◆ **本文**
::::
J-CASTニュースが行った新聞への軽減税率適用の可否を問うアンケート結果(2013年1月16~23日)。反対が圧倒的多数を占めた
J-CASTニュースが行った新聞への軽減税率適用の可否を問うアンケート結果(2013年1月16~23日)。反対が圧倒的多数を占めた

   新聞協会は2013年1月15日、2012年11月に実施した軽減税率導入についての調査結果を発表した。これによると、回答した1210人中84.0%が軽減税率を「導入すべきだ」または「どちらかというと導入した方がいい」とし、さらにこの導入賛成派1016人中の75.3%が、新聞・書籍を軽減税率の「対象にするべきだ」「どちらかというと対象にした方がいい」と答えたという。

   新聞協会ではこの結果を元に、

「先に新聞協会が実施した調査では、8割を超える国民が軽減税率の導入を求め、そのうち4分の3が新聞や書籍にも軽減税率を適用するよう望んでいます」

と述べ、これを新聞への軽減税率適用を求める論拠の1つに挙げている。

   各紙も翌16日、そろってこの調査結果を取り上げた。たとえば読売新聞では、「全国の成人男女1210人を対象に昨年11月に行った軽減税率に関する面接調査の結果」という説明付きで、その結果を詳細に掲載した。毎日新聞も「新聞に導入 65%肯定的」の見出しで、この数字を紹介している。

実際には7割近くの対象者が「無回答」

   しかしこれには、たちまち疑問の声が噴出した。上記の読売記事などでは触れられていないが、実はこの調査の「対象」となった総数は「4000人」で、1210人は質問に実際に回答した人数なのだ。
::::
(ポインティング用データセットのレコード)
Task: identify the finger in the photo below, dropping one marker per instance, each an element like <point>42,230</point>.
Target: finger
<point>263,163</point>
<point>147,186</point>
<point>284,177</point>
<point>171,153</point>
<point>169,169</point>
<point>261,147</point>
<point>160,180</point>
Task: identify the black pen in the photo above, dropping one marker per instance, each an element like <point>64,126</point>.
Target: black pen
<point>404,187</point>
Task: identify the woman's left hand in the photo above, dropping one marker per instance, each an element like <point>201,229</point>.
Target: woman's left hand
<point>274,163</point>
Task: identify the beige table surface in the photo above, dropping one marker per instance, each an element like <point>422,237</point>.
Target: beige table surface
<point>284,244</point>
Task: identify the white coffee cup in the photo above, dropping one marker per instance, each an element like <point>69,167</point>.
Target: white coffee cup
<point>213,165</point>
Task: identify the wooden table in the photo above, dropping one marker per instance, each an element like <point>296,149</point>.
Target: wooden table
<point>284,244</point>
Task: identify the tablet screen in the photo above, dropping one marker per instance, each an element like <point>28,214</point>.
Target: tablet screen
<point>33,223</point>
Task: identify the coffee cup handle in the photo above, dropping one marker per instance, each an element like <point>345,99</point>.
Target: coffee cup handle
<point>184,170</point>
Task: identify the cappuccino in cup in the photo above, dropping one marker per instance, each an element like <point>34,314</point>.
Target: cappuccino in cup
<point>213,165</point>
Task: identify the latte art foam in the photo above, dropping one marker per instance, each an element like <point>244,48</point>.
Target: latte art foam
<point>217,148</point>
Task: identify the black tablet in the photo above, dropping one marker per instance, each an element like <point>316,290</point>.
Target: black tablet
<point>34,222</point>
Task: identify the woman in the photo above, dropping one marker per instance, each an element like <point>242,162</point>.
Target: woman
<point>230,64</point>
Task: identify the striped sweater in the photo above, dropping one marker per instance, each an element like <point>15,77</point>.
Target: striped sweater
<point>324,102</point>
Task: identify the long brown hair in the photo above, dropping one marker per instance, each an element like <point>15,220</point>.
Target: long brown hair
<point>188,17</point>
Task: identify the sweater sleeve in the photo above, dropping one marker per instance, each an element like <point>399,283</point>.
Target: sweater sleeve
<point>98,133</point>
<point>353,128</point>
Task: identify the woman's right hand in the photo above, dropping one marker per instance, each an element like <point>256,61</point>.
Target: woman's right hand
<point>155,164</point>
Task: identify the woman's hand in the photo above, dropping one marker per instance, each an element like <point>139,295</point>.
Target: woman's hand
::::
◆ **取り組む課題**
**a.** 本文から「新聞協会ではこの結果を元に、」から「実際には7割近くの対象者が「無回答」」までの部分を、一字一句変えずに抜き出してください。
**b.** 本文をもとに、次の問いに答えてください。
(i) 新聞協会が軽減税率導入についての調査結果を発表したのはいつですか。
(ii) 毎日新聞がこの数字を紹介した記事の見出しは何ですか。
(iii) この調査の「対象」となった総数は何人ですか。

◆ **課題ごとの回答**
**a.**
新聞協会ではこの結果を元に、

「先に新聞協会が実施した調査では、8割を超える国民が軽減税率の導入を求め、そのうち4分の3が新聞や書籍にも軽減税率を適用するよう望んでいます」

と述べ、これを新聞への軽減税率適用を求める論拠の1つに挙げている。

   各紙も翌16日、そろってこの調査結果を取り上げた。たとえば読売新聞では、「全国の成人男女1210人を対象に昨年11月に行った軽減税率に関する面接調査の結果」という説明付きで、その結果を詳細に掲載した。毎日新聞も「新聞に導入 65%肯定的」の見出しで、この数字を紹介している。

実際には7割近くの対象者が「無回答」

**b.**
(i) 2013年1月15日
(ii) 「新聞に導入 65%肯定的」
(iii) 4000人